本文:
友人とも知人とも違う距離感にある人だ。客観的な事実から僕と彼の関係性を言い表すのであれば「父親同士が高校の同級生」なのだが、親父同士、家族同士の距離感が日暮里と西日暮里の駅間ほどに近いため、ほとんど家族のような関係である。

 

彼の家は常呂にある。ここ2、3年はカーリングで名を挙げている町だ。15年ほど前の市町村合併により、常呂は北見市に合併した。それからというもの、北見はいやしくも「カーリングの街北見」と、我が物顔でカーリングを観光資源化しているのだが、そもそもは常呂の文化だ。

それとは別に、常呂は水産資源に恵まれている。サロマ湖に隣接しており、ホタテの養殖が盛んに行われる。

例に漏れず、彼の家業も漁師である。

正月やゴールデンウィーク、盆やらなにやら事あるごとに、我々家族は常呂の家に遊びに行き、ホタテやサケやイクラをたらふく食べては酒を飲む。僕が上京してからは、帰省に託けて遊びに行くようになった。帰省したのに常呂に行かなかったことはない。やはり親族に近い関係性だろう。

 

彼は1週間ばかり前に亡くなった。2年前から病を患い、克服したと思ったらまた再発して、そのまま逝った。

 

彼は僕より6つ年上だ。敬称はにいちゃんだった。彼には二つ下に弟がいて、一人っ子の僕にとって、二人のにいちゃんが常呂にいるような感覚だった。

古くは、女満別かどこかの海で海水浴か潮干狩りかをした憶えがある。僕がまだ幼稚園児の頃だった。小学生の二人のにいちゃんと、そのまた親戚のにいちゃんに囲まれて遊んだ記憶がぼんやりと残っている。

その後、彼はオーストラリアに短期で留学する。確か英語の弁論大会で優勝したからだった。彼はその頃中学生だったろうか。マライアキャリーを聴いて英語が面白いと思ったと話していた。音楽の趣味が早熟である。ミスチルでもGLAYでもなくマライアキャリー。しかしその後彼が英語を喋れるようになったのかはよく知らない。

高校は札幌に出て行った。彼が15歳、僕は9歳。物心が着く頃に彼は常呂からいなくなった。大学、就職と東京に出ていたため、しばらく彼とは年に一回正月に顔を合わせる程度になる。

彼が大学生の頃。すなわち、僕が中学に上がった頃だが、彼は突然タイに傾倒した。きっかけは確かテコンドーを大学でやったからだったと記憶している(テコンドーをやりだしたのが先か、タイに傾倒したのが先かは定かでない)。彼の実家のリビングで彼のテコンドーを見た。僕は今も昔も特段格闘技に興味がなく、横目に見ていた。彼は歩行時などに謎のスパーリングをするようになる。シュ!シュッ!身体のどこかでリズムを取りながら歩くような所作をよく覚えている。

課題 1:
常呂のにいちゃんを思い出す本文のうち、「彼の家は常呂にある。」で始まる段落を箇条書きに短くまとめてください。主な事実は残してください。
課題 2:
常呂のにいちゃんを偲ぶ本文を、最後の文のあとから書き継いでください。

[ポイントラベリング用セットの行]
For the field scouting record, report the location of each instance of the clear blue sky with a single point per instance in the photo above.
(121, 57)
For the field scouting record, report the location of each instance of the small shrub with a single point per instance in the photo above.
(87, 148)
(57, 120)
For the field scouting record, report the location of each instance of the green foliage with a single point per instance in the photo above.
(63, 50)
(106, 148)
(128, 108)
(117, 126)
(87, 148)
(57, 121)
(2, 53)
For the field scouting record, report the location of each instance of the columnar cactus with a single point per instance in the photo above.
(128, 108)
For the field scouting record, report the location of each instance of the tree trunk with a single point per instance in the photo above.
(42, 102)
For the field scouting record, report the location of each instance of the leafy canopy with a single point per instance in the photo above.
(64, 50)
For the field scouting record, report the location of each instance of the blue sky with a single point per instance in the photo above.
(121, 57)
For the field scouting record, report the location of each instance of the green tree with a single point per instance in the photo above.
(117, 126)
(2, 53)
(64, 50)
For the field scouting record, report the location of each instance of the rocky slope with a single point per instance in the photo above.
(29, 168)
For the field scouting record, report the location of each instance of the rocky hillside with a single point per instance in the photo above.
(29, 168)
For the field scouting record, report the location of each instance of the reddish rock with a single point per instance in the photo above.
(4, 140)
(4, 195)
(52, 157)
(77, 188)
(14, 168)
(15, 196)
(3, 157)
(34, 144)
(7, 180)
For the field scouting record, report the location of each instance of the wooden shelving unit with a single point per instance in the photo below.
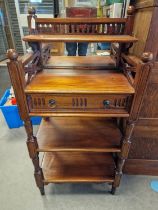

解答 1:
- 彼の家は常呂にある。
- 常呂は、ここ2、3年カーリングで名を挙げている町。
- 15年ほど前の市町村合併で、常呂は北見市に合併した。
- それ以来、北見は「カーリングの街北見」と名乗り、カーリングを観光資源にしている。
- しかし、カーリングはもともと常呂の文化。

解答 2:
積極的に料理をするようになったのも大学生の頃ではなかったろうか。タイから持ってきただか知らないがナンプラーをたっぷり使った料理を皆に振る舞っていた。これはとても美味しいものだった。中学生の舌には強烈だったが、悪い味ではなかった。

彼は三年かそれくらい東京でサラリーマンをして、実家に戻ってきた。家業を継ぐために。すれ違いで、僕は大学生になり、東京に出た。

僕が大学2年か3年のころ、彼が東京に遊びにきた際に飲みに行った。家族同士の付き合いを超えて会ったのはこれが初めてで、結局のところ最後になった。彼は東京で働いていた頃に行きつけだった渋谷の居酒屋に連れて行ってくれた。東京にいた頃の友達と僕と、彼。3人での飲み会だった。漁が思ったよりしんどい話をしていた。明るく楽しくしんどい話をする彼からはしんどさは伝わってこなかった。この時、隣の席にたまたま居合わせたのが、我々家族がよく利用する和琴半島の温泉宿、三香温泉のマスターの息子である。思いもかけず大変オホーツク濃度が高い酒空間となり、とても盛り上がった。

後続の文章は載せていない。